### What is expected
Return every line of the records below unchanged.

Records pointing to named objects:
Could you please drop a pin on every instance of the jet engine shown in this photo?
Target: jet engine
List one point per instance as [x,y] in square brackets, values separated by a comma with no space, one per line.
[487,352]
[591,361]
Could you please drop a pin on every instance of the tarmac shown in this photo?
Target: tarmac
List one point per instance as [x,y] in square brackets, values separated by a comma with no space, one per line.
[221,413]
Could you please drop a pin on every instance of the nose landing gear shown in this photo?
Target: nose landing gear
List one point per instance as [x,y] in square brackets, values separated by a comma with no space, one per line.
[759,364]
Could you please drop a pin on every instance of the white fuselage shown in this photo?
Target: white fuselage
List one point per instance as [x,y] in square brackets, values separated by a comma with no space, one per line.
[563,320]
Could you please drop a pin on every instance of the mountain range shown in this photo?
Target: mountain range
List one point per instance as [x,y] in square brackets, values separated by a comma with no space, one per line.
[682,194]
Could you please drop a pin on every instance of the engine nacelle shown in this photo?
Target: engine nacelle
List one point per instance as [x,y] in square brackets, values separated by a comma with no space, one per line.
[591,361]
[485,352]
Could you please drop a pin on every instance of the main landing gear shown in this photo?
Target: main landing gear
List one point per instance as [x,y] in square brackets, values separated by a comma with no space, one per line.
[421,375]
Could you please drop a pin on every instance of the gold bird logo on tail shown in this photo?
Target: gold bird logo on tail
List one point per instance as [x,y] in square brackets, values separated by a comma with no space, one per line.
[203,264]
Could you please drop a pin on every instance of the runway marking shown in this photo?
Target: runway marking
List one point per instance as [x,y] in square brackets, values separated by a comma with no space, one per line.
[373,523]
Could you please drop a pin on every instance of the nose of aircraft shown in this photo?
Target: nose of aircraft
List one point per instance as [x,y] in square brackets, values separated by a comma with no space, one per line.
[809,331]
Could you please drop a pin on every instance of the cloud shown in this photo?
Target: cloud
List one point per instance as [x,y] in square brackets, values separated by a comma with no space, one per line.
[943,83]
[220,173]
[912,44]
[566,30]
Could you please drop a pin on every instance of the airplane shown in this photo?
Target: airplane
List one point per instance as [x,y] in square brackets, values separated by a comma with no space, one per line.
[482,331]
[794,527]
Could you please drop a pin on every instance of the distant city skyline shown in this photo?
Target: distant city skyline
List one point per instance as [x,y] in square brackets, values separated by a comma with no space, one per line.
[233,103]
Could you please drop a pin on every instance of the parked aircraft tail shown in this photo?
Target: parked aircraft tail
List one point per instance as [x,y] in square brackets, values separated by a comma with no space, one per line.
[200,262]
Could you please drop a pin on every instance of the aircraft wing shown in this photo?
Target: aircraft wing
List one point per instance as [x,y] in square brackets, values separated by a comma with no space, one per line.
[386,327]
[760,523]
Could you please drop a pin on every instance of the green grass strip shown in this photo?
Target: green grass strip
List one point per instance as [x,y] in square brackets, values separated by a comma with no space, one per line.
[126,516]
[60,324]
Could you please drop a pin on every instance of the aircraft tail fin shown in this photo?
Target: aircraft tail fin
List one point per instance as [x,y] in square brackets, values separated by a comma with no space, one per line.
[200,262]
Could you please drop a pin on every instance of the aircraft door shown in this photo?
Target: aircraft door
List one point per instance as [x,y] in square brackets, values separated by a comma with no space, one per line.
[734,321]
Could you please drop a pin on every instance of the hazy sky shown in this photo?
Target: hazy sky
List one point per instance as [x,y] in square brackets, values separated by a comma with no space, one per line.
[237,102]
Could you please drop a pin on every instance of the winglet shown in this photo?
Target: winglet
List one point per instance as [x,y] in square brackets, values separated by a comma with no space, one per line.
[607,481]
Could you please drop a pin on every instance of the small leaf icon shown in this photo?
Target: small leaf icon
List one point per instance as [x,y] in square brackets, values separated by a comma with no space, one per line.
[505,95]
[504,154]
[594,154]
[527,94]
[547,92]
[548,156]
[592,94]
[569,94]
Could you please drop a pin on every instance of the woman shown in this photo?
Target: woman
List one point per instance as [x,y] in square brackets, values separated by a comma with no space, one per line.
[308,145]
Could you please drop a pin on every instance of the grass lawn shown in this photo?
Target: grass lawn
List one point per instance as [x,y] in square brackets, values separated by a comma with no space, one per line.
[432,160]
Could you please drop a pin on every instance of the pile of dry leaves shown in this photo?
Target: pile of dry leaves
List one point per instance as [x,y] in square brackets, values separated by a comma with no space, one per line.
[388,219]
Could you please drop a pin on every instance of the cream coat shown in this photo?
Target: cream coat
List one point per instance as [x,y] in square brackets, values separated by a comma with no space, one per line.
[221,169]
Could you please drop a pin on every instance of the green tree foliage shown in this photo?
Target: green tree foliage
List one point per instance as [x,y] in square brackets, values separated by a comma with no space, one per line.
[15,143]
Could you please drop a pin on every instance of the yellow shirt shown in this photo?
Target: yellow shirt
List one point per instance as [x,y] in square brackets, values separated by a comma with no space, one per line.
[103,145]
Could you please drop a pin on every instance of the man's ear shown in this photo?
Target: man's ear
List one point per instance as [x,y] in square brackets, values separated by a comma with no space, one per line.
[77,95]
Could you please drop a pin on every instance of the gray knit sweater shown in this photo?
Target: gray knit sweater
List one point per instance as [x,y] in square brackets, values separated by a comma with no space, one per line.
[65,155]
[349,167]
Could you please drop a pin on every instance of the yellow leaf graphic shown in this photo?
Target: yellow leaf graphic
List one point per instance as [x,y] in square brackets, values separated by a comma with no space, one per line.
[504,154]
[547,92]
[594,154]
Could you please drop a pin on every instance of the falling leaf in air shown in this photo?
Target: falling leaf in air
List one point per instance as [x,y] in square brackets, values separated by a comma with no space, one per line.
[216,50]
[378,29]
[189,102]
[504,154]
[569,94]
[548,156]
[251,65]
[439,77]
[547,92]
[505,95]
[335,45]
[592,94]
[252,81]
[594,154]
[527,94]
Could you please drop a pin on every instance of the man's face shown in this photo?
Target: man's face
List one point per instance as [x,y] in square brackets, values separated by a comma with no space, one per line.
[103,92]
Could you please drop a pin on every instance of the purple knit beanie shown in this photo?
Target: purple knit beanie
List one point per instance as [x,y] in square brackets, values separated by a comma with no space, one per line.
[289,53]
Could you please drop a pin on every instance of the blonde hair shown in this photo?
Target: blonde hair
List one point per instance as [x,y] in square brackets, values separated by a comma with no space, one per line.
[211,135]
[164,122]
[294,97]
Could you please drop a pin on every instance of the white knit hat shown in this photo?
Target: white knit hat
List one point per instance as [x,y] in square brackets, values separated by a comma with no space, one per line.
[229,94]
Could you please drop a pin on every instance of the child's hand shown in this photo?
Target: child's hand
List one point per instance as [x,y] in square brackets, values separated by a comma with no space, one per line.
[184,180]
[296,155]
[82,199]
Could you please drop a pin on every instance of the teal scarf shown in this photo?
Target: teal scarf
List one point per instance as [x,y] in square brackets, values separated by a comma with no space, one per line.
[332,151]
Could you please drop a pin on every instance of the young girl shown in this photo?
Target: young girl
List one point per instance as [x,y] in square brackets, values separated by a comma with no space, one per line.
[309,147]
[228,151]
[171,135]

### Solution
Could you please drop a pin on every instance of the jet engine shown in this photo?
Target: jet engine
List one point per instance as [x,y] in square brackets, values separated by a comma with no space, one per line.
[487,352]
[591,361]
Could you please drop a pin on every instance of the tarmac shown in this photo?
Target: tarmac
List one point per instance as [x,y] in square brackets, values separated by a comma with no space, one per line.
[221,413]
Could you please drop a pin on every instance of the nose landing gear shown in this photo?
Target: nose landing gear
List one point per instance as [x,y] in square brackets, values separated by a comma with no space, one per line.
[759,364]
Could you please drop a pin on every instance of the white fuselage shown in this photo?
Target: white fuselage
List one point per instance as [x,y] in square brackets, values separated by a comma with no space, one per line.
[563,320]
Could you please drop a pin on every instance of the mountain range shown in this photo?
Target: mountain range
List one point per instance as [x,y] in square brackets, values separated by a comma with no space, one per line.
[682,194]
Could you please drop a pin on every instance of the engine nacelle shown in this photo?
Target: engine nacelle
List one point per instance as [x,y] in square brackets, values separated by a comma with no space, one per line.
[591,361]
[485,352]
Could you please drop a pin on every instance of the main landing gear shown in this photo?
Target: main landing gear
List one point per instance as [x,y] in square brackets, values separated by a comma with no space, one per line.
[421,375]
Could you please drop a pin on every instance of the gold bird logo on tail shown in this photo?
Target: gold bird logo on tail
List one point per instance as [x,y] in square brackets, values separated by a comma with no space, one per line.
[203,264]
Could you please drop a pin on every instance of the runway marking shown in this photo?
Target: runway marking
List one point per instance as [x,y] in square brackets, values separated by a comma with no space, one per line.
[373,523]
Could you please drop a pin on every instance of the nose of aircraft shown in this photo?
Target: nose of aircraft
List one point per instance as [x,y] in square brackets, values separated by a comma with no space, one per line.
[809,331]
Could you please drop a pin on every instance of the cloud shown in this photo?
Target: cloud
List one point per instance as [x,y] in square brackets, values separated by a comma with no space, one per line.
[943,83]
[220,173]
[912,44]
[566,30]
Could you please drop a pin on every instance of the airplane shown in this photo?
Target: airplane
List one point per instance as [x,y] in square brackets, values separated by a comma with no space, one per line.
[482,331]
[794,527]
Could you please drop a pin on every instance of the distant city skyline shown in this photo?
Target: distant city skyline
List one point per instance as [x,y] in square brackets, values separated by a comma with no space, one per line.
[233,103]
Could you please drop a pin on every instance of the parked aircraft tail shown in this photo?
Target: parked aircraft tail
List one point per instance as [x,y] in square brackets, values separated by a comma with no space, one per line.
[200,262]
Could you please drop a pin on every instance of the aircraft wing shown in this photo?
Target: aircraft wing
List one point per instance as [x,y] in square brackets, values separated by a comma with no space, one per line.
[386,327]
[760,523]
Could you please drop a pin on every instance of the green grass strip shown in this photo?
Target: green grass strip
List one point per instance as [x,y] in square brackets, values separated by a comma with no space, one per line.
[126,516]
[60,324]
Could you please drop a pin on every instance of the aircraft tail fin shown in this photo?
Target: aircraft tail fin
List one point per instance as [x,y] in square brackets, values separated by a comma with no space, one per line.
[200,262]
Could you please drop a pin on every instance of the aircraft door shown in this photo?
Target: aircraft door
List one point per instance as [x,y] in square brackets, values separated by a comma with no space, one per line.
[734,321]
Could you please drop a pin on every instance of the hazy sky shown in this photo?
Target: hazy sky
List one point per instance as [x,y] in square brackets, values separated by a comma with no space, one per line.
[237,102]
Could you please drop a pin on every instance of the winglet shown in this photo?
Target: winglet
List one point per instance as [x,y] in square brackets, values separated by a comma with no space, one per line.
[607,481]
Could you please drop a pin on every instance of the small leaf icon shown in this photo?
Target: small leaf icon
List one point per instance as [x,y] in square brackets, values separated by a comma with no space, one per line.
[505,95]
[504,154]
[594,154]
[527,94]
[547,92]
[548,156]
[592,94]
[569,94]
Could you please drop a pin on every instance of the woman shown in this photo?
Target: woman
List one point per instance as [x,y] in square brackets, values separated by a comma with no space, one per line.
[308,145]
Could you please drop a pin on every instance of the grass lawn shown in this photo?
Target: grass lawn
List one point per instance as [x,y] in square brackets, values separated by a comma with no space, one per line.
[432,160]
Could you please drop a pin on every instance of the pile of dry leaves shown in this photo?
Target: pile of dry leaves
List one point per instance as [x,y] in square brackets, values separated by a comma with no space, one per line.
[388,219]
Could you please drop a pin on every instance of the cream coat shown in this photo?
Target: cream coat
List one point per instance as [x,y] in square brackets, values separated by a comma with no space, one per line.
[221,169]
Could you please drop a pin on every instance of the green tree foliage shown in this photo?
Target: green tree foliage
List one point per instance as [x,y] in square brackets, values separated by a comma with no space, one per line.
[15,143]
Could you please drop a pin on every instance of the yellow shirt shown in this photo?
Target: yellow shirt
List one point per instance as [x,y] in square brackets, values separated by a comma with no space, one per line.
[103,145]
Could you please drop a pin on every instance of the man's ear shown in this photo?
Target: man's ear
List one point per instance as [x,y] in square brackets, values separated by a comma with no space, one per line.
[77,95]
Could you please drop a pin on every instance of the gray knit sweater shown in this photo?
Target: gray knit sweater
List one point per instance as [x,y] in square brackets, values separated by a comma with no space, one per line.
[65,155]
[349,167]
Could you please drop a pin on every instance of the yellow leaf graphic shown in this photo?
Target: yellow leaf graphic
List one point per instance as [x,y] in square brackets, values separated by a comma with no space, one per line.
[504,154]
[547,92]
[594,154]
Could you please drop a pin on every instance of the falling leaf in air shown in this photo?
Target: falling leaf in air
List one point per instance as [x,y] in square brackets, values separated by a comma with no space, one per line.
[216,50]
[378,29]
[189,102]
[504,154]
[569,94]
[548,156]
[251,65]
[439,77]
[547,92]
[505,95]
[335,45]
[592,94]
[252,81]
[594,154]
[527,94]
Could you please drop a pin on every instance of the man's face shown in this photo?
Target: man's face
List one point per instance as [x,y] in square brackets, values separated by a comma with no space, one per line.
[103,92]
Could you please drop a pin on every instance of the purple knit beanie shown in this photo?
Target: purple knit beanie
List one point per instance as [x,y] in square brackets, values separated by a comma with no space, one per line.
[289,53]
Could you please drop a pin on every instance of the blonde hair shown in this photo?
Target: blonde hair
List one point per instance as [x,y] in square brackets, values separated by a comma with no space, one per line.
[211,135]
[164,122]
[294,97]
Could you please drop a pin on every instance of the white knit hat shown in this photo?
Target: white knit hat
List one point per instance as [x,y] in square brackets, values separated by a comma with no space, one per line.
[229,94]
Could you please drop a pin on every instance of the child's hand shown in this photo?
Target: child's hand
List one point per instance as [x,y] in square brackets, values separated by a comma with no space, one per line.
[184,180]
[296,155]
[82,199]
Could you please drop a pin on every instance of the teal scarf shown in this photo?
Target: teal scarf
List one point per instance as [x,y] in square brackets, values separated by a comma with no space, one per line.
[332,151]
Could you please drop a pin on every instance of the young girl shown in this photo?
Target: young girl
List one point per instance as [x,y] in square brackets, values separated by a comma with no space, one per line.
[309,147]
[228,151]
[171,135]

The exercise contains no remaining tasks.